Task to carry out: Reproduce exactly the lines below from the one containing "Target: wooden stage platform" through the one containing "Task: list a point for each instance of the swiss", including both, and nothing else.

Natural language region descriptions:
-----
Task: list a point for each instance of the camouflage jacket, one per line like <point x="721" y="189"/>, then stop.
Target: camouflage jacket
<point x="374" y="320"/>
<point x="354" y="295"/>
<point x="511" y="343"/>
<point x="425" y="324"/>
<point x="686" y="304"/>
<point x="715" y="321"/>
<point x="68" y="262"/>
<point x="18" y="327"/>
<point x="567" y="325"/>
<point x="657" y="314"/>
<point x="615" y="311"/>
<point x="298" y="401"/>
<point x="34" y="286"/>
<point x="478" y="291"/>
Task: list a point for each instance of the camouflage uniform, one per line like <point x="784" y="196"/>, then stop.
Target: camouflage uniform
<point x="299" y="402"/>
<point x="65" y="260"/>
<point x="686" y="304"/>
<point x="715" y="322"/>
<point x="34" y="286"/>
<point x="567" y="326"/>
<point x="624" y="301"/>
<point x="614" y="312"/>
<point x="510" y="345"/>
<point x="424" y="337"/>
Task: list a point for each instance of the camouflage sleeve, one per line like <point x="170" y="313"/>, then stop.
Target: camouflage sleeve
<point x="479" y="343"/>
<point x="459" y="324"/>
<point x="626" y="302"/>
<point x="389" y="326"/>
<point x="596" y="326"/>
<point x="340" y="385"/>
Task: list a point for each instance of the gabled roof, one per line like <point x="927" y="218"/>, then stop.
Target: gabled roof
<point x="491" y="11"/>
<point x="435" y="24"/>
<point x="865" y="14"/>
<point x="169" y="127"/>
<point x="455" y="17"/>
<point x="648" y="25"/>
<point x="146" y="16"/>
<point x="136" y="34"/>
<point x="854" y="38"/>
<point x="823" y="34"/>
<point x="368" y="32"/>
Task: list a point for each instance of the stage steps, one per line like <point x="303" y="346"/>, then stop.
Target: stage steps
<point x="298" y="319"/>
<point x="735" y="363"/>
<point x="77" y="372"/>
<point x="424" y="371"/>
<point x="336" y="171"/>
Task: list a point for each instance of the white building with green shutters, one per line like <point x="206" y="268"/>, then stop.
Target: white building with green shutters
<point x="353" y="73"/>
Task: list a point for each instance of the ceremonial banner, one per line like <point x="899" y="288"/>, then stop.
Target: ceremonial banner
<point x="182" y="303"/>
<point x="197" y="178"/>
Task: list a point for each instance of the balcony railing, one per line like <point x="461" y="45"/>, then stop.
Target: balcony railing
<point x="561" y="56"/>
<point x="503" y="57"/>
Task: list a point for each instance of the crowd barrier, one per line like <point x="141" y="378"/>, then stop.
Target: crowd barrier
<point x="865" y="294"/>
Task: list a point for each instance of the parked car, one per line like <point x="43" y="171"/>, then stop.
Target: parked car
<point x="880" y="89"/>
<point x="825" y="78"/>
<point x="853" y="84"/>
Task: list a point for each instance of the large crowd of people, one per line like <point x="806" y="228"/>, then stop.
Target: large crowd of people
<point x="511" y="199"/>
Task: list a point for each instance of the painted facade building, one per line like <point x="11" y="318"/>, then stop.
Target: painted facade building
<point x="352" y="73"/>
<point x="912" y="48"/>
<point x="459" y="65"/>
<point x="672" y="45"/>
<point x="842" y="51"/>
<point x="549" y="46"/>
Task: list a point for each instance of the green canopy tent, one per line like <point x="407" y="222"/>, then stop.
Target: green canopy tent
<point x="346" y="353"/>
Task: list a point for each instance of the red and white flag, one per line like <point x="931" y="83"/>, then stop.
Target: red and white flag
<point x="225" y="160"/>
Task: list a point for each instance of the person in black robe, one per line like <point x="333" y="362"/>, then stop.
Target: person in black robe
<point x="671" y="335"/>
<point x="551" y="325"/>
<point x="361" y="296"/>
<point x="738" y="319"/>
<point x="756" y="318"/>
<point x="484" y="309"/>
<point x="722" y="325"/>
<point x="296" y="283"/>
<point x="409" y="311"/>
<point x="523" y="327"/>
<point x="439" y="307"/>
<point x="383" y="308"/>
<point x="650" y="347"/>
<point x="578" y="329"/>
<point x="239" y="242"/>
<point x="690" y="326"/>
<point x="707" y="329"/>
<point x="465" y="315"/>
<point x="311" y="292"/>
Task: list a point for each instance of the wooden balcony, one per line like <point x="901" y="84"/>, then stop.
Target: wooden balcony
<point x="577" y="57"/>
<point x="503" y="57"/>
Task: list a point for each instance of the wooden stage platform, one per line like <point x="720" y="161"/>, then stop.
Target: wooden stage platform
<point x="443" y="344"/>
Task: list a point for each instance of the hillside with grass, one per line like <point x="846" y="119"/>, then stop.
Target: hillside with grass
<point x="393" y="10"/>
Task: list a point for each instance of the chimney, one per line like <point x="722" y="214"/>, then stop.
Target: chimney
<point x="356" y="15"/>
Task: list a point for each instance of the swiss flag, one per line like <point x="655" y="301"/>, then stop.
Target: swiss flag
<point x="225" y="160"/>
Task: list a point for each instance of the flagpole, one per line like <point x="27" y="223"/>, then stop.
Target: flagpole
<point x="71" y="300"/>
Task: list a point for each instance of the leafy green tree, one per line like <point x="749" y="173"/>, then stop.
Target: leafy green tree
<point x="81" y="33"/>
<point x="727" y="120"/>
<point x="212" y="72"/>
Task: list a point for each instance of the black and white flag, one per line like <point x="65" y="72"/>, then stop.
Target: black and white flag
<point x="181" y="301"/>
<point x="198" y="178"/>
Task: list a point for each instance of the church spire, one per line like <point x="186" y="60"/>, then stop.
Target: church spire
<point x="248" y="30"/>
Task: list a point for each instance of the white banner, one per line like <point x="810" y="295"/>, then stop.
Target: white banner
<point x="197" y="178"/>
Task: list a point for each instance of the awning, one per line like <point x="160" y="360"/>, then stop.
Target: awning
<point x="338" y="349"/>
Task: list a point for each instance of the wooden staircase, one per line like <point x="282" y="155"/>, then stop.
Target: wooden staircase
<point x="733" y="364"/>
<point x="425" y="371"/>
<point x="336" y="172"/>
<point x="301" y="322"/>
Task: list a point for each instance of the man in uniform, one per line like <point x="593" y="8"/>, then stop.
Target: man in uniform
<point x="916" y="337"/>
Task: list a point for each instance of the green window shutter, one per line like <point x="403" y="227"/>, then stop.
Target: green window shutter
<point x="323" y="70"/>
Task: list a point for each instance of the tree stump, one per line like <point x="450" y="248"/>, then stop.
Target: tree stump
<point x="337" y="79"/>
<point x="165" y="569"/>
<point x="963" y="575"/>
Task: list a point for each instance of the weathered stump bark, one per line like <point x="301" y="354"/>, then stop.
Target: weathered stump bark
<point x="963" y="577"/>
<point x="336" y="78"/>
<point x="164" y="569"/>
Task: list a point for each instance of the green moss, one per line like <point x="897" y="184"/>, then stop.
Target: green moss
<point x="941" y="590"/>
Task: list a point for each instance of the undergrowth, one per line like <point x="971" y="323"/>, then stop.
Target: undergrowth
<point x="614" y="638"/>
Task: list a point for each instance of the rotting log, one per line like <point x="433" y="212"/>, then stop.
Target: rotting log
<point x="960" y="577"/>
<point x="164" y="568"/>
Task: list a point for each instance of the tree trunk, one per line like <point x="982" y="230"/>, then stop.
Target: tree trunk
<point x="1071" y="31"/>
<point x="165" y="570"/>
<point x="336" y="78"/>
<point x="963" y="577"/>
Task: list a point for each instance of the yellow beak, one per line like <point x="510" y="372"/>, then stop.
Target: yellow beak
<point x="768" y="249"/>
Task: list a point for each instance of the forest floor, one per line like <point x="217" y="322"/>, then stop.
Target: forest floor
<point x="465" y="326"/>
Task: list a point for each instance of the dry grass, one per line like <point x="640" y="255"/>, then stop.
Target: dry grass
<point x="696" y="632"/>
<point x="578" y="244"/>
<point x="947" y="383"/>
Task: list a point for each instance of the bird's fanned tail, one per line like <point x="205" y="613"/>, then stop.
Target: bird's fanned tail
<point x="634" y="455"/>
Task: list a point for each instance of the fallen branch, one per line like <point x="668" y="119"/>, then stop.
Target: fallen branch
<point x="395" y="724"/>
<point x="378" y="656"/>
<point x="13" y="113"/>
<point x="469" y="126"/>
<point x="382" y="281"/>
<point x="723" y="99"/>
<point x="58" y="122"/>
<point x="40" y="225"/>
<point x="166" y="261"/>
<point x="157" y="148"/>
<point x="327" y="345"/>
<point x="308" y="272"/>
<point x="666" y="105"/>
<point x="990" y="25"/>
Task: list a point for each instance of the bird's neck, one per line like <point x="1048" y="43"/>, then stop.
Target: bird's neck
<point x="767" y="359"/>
-----
Solution to the problem:
Target: wooden stage platform
<point x="443" y="344"/>
Task: list a point for each instance of the hillside with grass, one per line like <point x="846" y="119"/>, then stop.
Target: hillside with grass
<point x="393" y="10"/>
Task: list a point for each instance of the chimney, one per line like <point x="722" y="214"/>, then stop.
Target: chimney
<point x="356" y="15"/>
Task: list a point for each instance of the swiss flag, one per line like <point x="655" y="301"/>, then stop.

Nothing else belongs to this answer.